* Показанный отрывок:
· · · · · · ·

Стрелки показывают направление распространения света. Земля и, следовательно, вся установка движутся вправо.

Как показывает математический анализ, это не так.) Эта разница не могла ускользнуть от наблюдения, поскольку интерференционные измерения были достаточно тонкими, чтобы обнаружить установленную в ходе математического анализа величину.

Но не было найдено никакого различия. Эксперимент был повторен, и отрицательный результат четко подтвердился.

Результат эксперимента Майкельсона никак не согласовывался с фундаментальными физическими представлениями. Фактически он противоречил всем разумным ожиданиям.

Для Эйнштейна результат Майкельсона не был каким-то отдельным фактом. Он занял свое место среди других развитых к тому времени представлений. Поэтому, когда Эйнштейн прочел об этих решающих экспериментах, проведенных физиками, и о самом точном из них, осуществленном Майкельсоном, эти результаты, хотя они и были очень важными и убедительными, его не удивили. Они не нарушали, а скорее подтверждали его представления. Но суть дела еще не была до конца ясна. Как же все-таки получается такой результат? Эта проблема стала для Эйнштейна навязчивой идеей, хотя он и не видел пути к ее позитивному решению.

251

Акт V. Решение Лоренца

Эта проблема волновала не только Эйнштейна, но и многих других физиков. Знаменитый голландский физик Лоренц развил теорию, в которой математически объяснил, что произошло в эксперименте Майкельсона. Для того чтобы объяснить этот факт, Лоренцу, как и Фицджеральду, казалось необходимым ввести дополнительную гипотезу: он предположил, что вся использовавшаяся в опыте установка подвергается небольшому сокращению в направлении движения Земли. Согласно этой теории, длина трубки, расположенной вдоль земной поверхности, изменилась, в то время как в другой трубке претерпела изменение только толщина, а длина осталась неизменной. Следовало допустить, что происходит сокращение, величина которого должна была компенсировать влияние движения Земли на распространение света. Это была весьма остроумная гипотеза.

Теперь существовали позитивная формула, математически описывающая результат Майкельсона, и дополнительная гипотеза, гипотеза сокращения. Затруднение было «ликвидировано». Но для Эйнштейна ситуация оставалась не менее напряженной, чем прежде; он чувствовал, что дополнительная гипотеза была гипотезой аd hос, она не затрагивала существа дела.

· · · · · · ·

Продолжите отрывок об эксперименте Майкельсона и гипотезе сокращения Лоренца, начав сразу после его последнего предложения.

* Исходные данные:
· · · · · · ·

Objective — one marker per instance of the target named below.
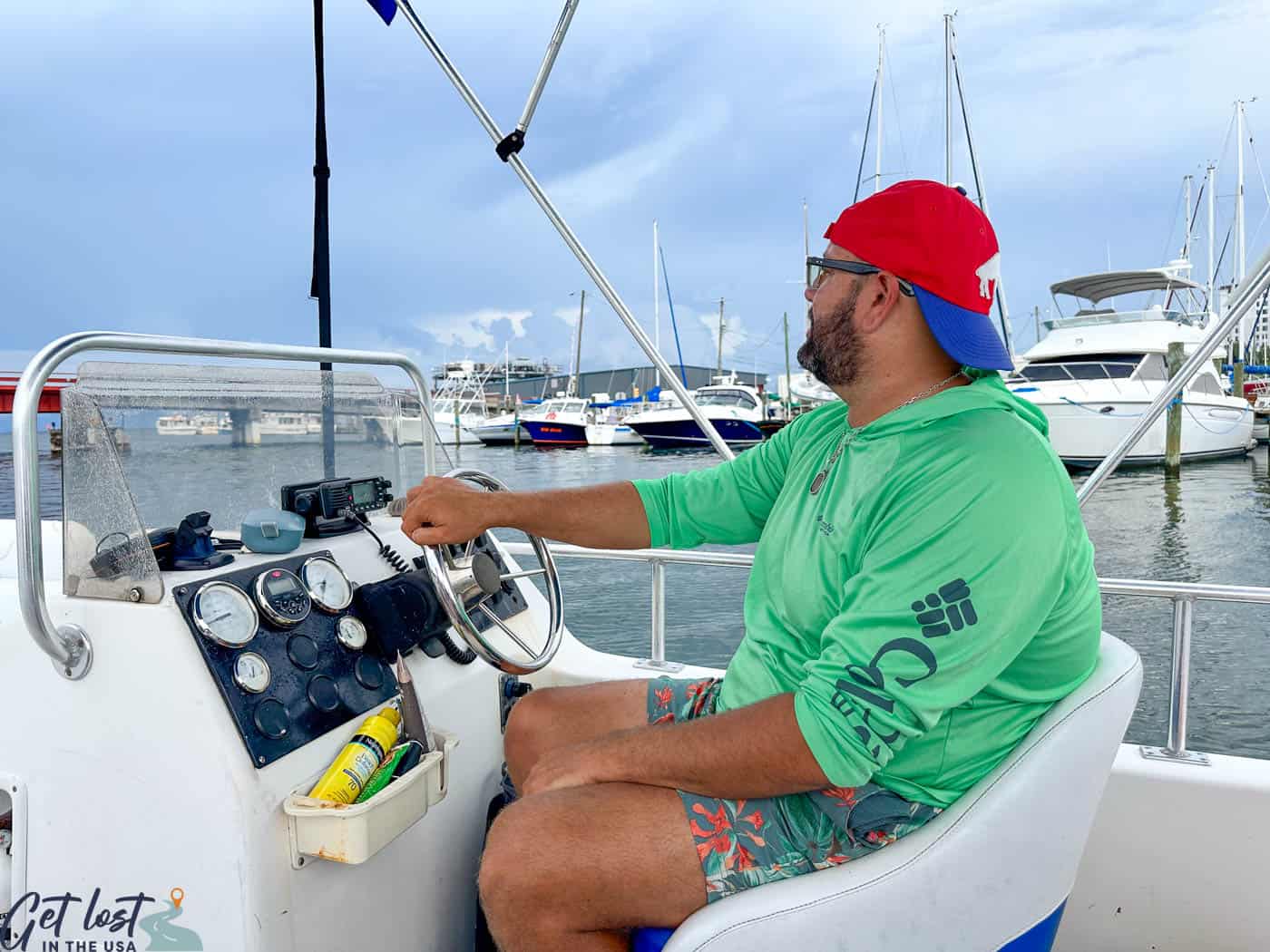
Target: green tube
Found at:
(381, 777)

· · · · · · ·

* Ответ ниже:
Акт VI. Повторное рассмотрение теоретической ситуации

Эйнштейн сказал себе: «За исключением результата, вся ситуация в эксперименте Майкельсона представляется абсолютно ясной; кажутся понятными все действующие факторы и их взаимосвязь. Но в самом ли деле они понятны? Действительно ли я понимаю структуру ситуации в целом, в особенности в связи с этим критическим результатом?» В это время он часто находился в подавленном состоянии, иногда его охватывало отчаяние, но его направляли очень сильные векторы.

Горячо желая понять, ясна ли ему эта ситуация, он вновь и вновь обращается к существенным моментам эксперимента Майкельсона, особенно к его центральному пункту — измерению скорости света в условиях движения всей экспериментальной установки в критическом направлении.

Просто так ситуация не прояснялась. Он чувствовал, что чего-то не хватает, но не мог понять, чего именно, не

252

мог даже сформулировать проблему. Он чувствовал, что эта проблема глубже, чем противоречие между реальным и ожидаемым результатом Майкельсона.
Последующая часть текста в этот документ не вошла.